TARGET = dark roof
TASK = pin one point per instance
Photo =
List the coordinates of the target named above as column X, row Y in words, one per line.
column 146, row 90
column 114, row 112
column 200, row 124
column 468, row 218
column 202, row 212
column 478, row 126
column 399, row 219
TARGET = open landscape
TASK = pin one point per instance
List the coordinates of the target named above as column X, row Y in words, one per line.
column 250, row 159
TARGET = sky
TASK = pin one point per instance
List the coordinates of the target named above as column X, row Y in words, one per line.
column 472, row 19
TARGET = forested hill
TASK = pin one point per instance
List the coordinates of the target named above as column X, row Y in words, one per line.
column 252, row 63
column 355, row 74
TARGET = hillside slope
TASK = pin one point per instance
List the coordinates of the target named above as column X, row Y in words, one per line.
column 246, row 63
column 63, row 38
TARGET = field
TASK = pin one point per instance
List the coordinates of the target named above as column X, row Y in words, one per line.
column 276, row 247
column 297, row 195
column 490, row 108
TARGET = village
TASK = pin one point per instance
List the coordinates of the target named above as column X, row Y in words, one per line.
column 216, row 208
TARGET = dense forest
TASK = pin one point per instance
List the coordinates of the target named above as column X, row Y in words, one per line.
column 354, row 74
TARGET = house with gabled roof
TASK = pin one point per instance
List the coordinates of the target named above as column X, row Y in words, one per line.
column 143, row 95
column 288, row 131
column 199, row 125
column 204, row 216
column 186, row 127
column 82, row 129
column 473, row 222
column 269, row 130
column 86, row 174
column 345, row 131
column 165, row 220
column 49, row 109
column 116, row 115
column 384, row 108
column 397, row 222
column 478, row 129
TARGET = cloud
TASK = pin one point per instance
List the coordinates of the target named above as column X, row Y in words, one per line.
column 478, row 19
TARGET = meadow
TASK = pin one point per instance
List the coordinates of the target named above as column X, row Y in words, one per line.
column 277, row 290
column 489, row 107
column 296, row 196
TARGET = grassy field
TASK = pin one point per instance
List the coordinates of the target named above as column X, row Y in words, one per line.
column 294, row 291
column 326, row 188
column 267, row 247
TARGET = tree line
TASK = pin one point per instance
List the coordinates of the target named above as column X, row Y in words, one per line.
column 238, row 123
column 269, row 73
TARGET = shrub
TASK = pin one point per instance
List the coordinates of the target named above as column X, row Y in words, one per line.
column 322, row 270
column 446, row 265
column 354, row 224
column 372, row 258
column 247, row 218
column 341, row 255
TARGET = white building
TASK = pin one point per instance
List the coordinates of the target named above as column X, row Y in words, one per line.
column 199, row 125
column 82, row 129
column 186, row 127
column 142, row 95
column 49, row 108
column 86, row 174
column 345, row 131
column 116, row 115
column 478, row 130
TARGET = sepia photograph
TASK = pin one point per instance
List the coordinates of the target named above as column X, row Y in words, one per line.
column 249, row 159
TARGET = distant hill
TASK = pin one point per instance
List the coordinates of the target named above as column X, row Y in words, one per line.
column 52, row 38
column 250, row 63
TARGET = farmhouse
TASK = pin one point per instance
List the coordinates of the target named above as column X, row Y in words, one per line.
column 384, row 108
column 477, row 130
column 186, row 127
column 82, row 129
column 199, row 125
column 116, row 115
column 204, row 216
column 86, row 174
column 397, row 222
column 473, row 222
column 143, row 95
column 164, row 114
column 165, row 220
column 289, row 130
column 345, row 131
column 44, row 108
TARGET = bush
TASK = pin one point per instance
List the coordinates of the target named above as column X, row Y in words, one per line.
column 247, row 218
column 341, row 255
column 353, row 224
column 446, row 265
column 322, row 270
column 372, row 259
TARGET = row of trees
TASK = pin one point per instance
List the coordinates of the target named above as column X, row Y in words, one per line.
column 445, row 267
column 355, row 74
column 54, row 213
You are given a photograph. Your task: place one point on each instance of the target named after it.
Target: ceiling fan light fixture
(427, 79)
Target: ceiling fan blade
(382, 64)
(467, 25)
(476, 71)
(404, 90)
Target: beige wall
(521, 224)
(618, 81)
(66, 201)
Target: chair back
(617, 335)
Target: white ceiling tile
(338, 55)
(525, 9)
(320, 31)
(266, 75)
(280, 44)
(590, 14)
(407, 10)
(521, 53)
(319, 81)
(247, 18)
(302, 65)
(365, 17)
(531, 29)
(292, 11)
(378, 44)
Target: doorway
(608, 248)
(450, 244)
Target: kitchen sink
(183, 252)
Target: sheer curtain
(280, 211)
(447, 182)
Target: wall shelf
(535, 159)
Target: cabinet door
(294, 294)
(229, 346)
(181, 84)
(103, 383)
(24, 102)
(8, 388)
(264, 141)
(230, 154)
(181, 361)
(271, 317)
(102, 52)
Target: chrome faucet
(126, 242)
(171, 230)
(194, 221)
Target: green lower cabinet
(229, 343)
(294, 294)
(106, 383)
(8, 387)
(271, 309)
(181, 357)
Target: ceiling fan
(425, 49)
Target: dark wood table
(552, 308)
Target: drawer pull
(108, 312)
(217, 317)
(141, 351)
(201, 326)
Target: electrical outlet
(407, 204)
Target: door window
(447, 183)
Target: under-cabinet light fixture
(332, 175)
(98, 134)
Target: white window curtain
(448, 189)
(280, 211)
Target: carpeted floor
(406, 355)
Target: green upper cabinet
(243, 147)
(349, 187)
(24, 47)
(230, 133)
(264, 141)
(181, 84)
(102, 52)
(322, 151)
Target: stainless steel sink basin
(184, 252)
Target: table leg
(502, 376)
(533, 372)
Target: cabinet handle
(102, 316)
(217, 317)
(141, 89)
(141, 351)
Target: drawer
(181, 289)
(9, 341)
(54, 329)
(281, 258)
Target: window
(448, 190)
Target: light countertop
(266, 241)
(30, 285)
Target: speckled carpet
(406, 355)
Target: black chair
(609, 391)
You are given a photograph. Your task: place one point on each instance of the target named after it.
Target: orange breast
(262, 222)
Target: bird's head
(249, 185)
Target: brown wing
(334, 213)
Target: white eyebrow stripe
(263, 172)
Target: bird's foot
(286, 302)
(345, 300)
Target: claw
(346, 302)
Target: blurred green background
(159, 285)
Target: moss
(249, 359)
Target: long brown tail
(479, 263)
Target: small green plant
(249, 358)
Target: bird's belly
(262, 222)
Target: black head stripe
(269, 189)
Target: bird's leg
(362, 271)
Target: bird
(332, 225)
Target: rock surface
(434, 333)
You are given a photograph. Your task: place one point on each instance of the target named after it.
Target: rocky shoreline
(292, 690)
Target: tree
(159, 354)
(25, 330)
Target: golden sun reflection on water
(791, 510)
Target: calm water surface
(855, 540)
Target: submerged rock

********************

Could you rewrite all the records above, replacing every "instance" with "occurrence" and leaving everything else unchanged?

TARGET = dark roof
TASK = pin one point per occurrence
Photo =
List the coordinates of the target named above as column X, row Y in words, one per line.
column 146, row 90
column 114, row 112
column 200, row 124
column 468, row 218
column 202, row 212
column 478, row 126
column 399, row 219
TARGET = open landscape
TASK = pin one point per occurrence
List the coordinates of the target named above as column X, row Y in words, one per line.
column 250, row 159
TARGET = sky
TASK = pin one point per occurrence
List the coordinates of the target named above as column X, row Y in words, one per line.
column 472, row 19
TARGET = forested hill
TASK = pin one point per occurrence
List the coordinates of the target named above as column X, row Y in words, one per line.
column 252, row 63
column 355, row 74
TARGET = hillside slope
TASK = pin one point per occurrence
List the coordinates of the target named above as column X, row Y in words, one per line.
column 246, row 63
column 63, row 38
TARGET = field
TASK = pin one point per occurrence
List the coordinates of the target named above as column X, row Y in words, one per line.
column 276, row 247
column 297, row 195
column 490, row 108
TARGET = village
TASK = pin one point per occurrence
List the coordinates of the target named above as column X, row Y in words, one per line.
column 216, row 208
TARGET = dense forest
TASK = pin one point per occurrence
List the coordinates of the target named above as column X, row Y in words, one per line.
column 354, row 74
TARGET = house with gabled roof
TASK = pin one point per occurrence
List the coordinates of the target named above as column X, row Y in words, one per line.
column 143, row 95
column 288, row 131
column 199, row 125
column 204, row 216
column 186, row 127
column 82, row 129
column 473, row 222
column 269, row 130
column 86, row 174
column 345, row 131
column 165, row 220
column 49, row 109
column 116, row 115
column 384, row 108
column 397, row 222
column 478, row 129
TARGET = cloud
TASK = pin one point per occurrence
List the coordinates of the target named above as column X, row Y in words, one per line.
column 478, row 19
TARGET = meadow
TASK = pin one point per occurrence
List the coordinates of the target named above as column X, row Y in words, one per line.
column 277, row 290
column 489, row 107
column 296, row 196
TARGET = grassy field
TASK = pin one point per occurrence
List the coordinates of the target named above as column X, row Y in words, one per line.
column 294, row 291
column 326, row 188
column 267, row 247
TARGET = tree line
TASK = pin one point per occurrence
List the coordinates of the target named above as column X, row Y in words, one per line.
column 238, row 123
column 269, row 73
TARGET = shrub
TASK = pin one point per occurrence
List the coordinates of the target named above as column X, row Y in words, one per line.
column 322, row 270
column 446, row 265
column 354, row 224
column 372, row 258
column 247, row 218
column 341, row 255
TARGET = white building
TASK = pin one point per occurrence
List the coordinates of the target named above as column X, row Y in words, one per line.
column 199, row 125
column 82, row 129
column 186, row 127
column 142, row 95
column 49, row 108
column 86, row 174
column 345, row 131
column 116, row 115
column 478, row 130
TARGET = sepia photograph
TASK = pin one point per occurrence
List the coordinates of the target named above as column X, row Y in words, one per line.
column 249, row 159
TARGET = distant hill
TASK = pin one point per occurrence
List the coordinates of the target named above as column X, row Y in words, one per line.
column 52, row 38
column 250, row 63
TARGET = farmhouse
TASK = pin one point per occurrence
List the coordinates of the target named above as column X, row Y in words, one per line.
column 384, row 108
column 477, row 130
column 186, row 127
column 82, row 129
column 199, row 125
column 116, row 115
column 204, row 216
column 86, row 174
column 397, row 222
column 473, row 222
column 143, row 95
column 164, row 114
column 165, row 220
column 289, row 130
column 345, row 131
column 44, row 108
TARGET = bush
TASK = pin one point per occurrence
List the coordinates of the target named above as column X, row Y in words, one per line.
column 247, row 218
column 341, row 255
column 353, row 224
column 446, row 265
column 322, row 270
column 372, row 259
TARGET = row of trees
TASK = pin one point per occurrence
List the coordinates of the target named above as column X, row Y in words, one per line.
column 445, row 267
column 355, row 74
column 54, row 213
You are given a photograph. Your task: place one point on each occurrence of the target named after it.
Target: ceiling fan light fixture
(427, 79)
Target: ceiling fan blade
(382, 64)
(467, 25)
(476, 71)
(404, 90)
Target: beige wall
(521, 224)
(618, 81)
(66, 201)
Target: chair back
(617, 335)
Target: white ceiling tile
(338, 55)
(525, 9)
(320, 31)
(266, 75)
(280, 44)
(590, 14)
(407, 10)
(521, 53)
(319, 81)
(247, 18)
(302, 65)
(365, 17)
(531, 29)
(292, 11)
(378, 44)
Target: doorway
(608, 248)
(450, 244)
Target: kitchen sink
(183, 252)
Target: sheer curtain
(280, 211)
(447, 182)
Target: wall shelf
(535, 159)
Target: cabinet door
(294, 294)
(229, 346)
(181, 84)
(103, 383)
(24, 102)
(8, 388)
(264, 141)
(230, 154)
(181, 361)
(271, 317)
(102, 52)
Target: chrome faucet
(126, 242)
(171, 230)
(194, 221)
Target: green lower cabinet
(229, 343)
(294, 294)
(106, 383)
(8, 387)
(271, 309)
(181, 357)
Target: ceiling fan
(425, 49)
Target: dark wood table
(552, 308)
Target: drawer pull
(108, 312)
(217, 317)
(141, 351)
(201, 326)
Target: electrical outlet
(407, 204)
Target: door window
(447, 183)
Target: under-cabinet light fixture
(332, 175)
(98, 134)
Target: white window curtain
(448, 189)
(280, 211)
Target: carpeted floor
(406, 355)
Target: green upper cabinet
(243, 147)
(349, 187)
(24, 47)
(230, 133)
(264, 141)
(181, 84)
(102, 52)
(322, 151)
Target: stainless steel sink basin
(184, 252)
Target: table leg
(502, 376)
(533, 372)
Target: cabinet handle
(102, 316)
(217, 317)
(141, 89)
(141, 351)
Target: drawer
(181, 289)
(9, 341)
(54, 329)
(281, 258)
Target: window
(448, 190)
Target: light countertop
(266, 241)
(30, 285)
Target: speckled carpet
(406, 355)
Target: black chair
(609, 391)
You are given a photograph. Your task: place one point on each occurrence of the target named after it.
Target: orange breast
(262, 222)
Target: bird's head
(249, 185)
Target: brown wing
(334, 213)
Target: white eyebrow stripe
(263, 172)
Target: bird's foot
(286, 302)
(345, 300)
Target: claw
(346, 302)
Target: blurred green background
(159, 285)
Target: moss
(249, 359)
Target: long brown tail
(479, 263)
Target: small green plant
(249, 358)
Target: bird's belly
(262, 222)
Target: black head stripe
(269, 189)
Target: bird's leg
(362, 271)
Target: bird
(332, 225)
Target: rock surface
(434, 333)
You are given a photograph. Your task: place one point on each occurrence of the target named after it.
Target: rocky shoreline
(292, 690)
Target: tree
(159, 354)
(25, 330)
Target: golden sun reflection on water
(791, 510)
Target: calm water surface
(855, 540)
Target: submerged rock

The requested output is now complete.